[Lines of data]

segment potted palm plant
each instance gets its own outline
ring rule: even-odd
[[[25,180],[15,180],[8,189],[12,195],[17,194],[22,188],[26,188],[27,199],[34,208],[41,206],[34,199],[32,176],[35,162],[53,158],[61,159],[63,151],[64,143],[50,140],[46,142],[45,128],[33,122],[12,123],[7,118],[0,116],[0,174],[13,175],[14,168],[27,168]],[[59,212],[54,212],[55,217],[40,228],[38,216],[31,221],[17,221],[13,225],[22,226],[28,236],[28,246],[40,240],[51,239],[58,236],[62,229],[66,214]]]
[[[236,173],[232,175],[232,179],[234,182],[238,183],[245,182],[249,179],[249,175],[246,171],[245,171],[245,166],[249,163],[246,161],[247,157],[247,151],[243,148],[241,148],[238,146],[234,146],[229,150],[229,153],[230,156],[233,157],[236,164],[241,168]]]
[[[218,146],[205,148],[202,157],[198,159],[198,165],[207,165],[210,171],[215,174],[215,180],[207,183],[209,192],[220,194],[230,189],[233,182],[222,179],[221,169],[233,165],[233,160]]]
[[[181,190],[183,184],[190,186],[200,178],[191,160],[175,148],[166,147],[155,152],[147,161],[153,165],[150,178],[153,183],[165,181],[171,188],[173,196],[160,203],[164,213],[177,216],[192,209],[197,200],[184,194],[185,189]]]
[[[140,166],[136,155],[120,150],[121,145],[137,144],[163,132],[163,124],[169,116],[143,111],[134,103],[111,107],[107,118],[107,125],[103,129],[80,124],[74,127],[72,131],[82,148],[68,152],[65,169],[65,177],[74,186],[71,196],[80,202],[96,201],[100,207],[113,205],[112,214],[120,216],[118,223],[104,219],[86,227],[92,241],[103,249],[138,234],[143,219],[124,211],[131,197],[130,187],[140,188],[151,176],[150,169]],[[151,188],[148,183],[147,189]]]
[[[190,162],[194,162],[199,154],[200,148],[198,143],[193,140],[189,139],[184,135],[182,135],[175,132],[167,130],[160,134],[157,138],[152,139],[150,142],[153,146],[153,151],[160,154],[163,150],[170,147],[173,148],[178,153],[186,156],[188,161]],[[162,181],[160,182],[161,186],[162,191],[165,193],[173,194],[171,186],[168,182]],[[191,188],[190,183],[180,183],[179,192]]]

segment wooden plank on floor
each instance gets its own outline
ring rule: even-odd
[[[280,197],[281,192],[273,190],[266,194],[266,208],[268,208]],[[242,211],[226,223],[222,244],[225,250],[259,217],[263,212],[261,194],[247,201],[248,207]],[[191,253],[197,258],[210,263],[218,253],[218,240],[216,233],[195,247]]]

*Objective*: Can you print, unchanged, the data from the line containing "segment wooden plank on floor" through the last line of the data?

*Complete response*:
segment wooden plank on floor
each instance gets its own outline
ring rule: even-odd
[[[280,197],[281,192],[273,190],[266,194],[266,208],[268,208]],[[242,211],[226,223],[222,244],[225,250],[259,217],[263,212],[261,194],[247,201],[248,207]],[[191,253],[197,258],[210,263],[218,253],[218,240],[216,233],[195,247]]]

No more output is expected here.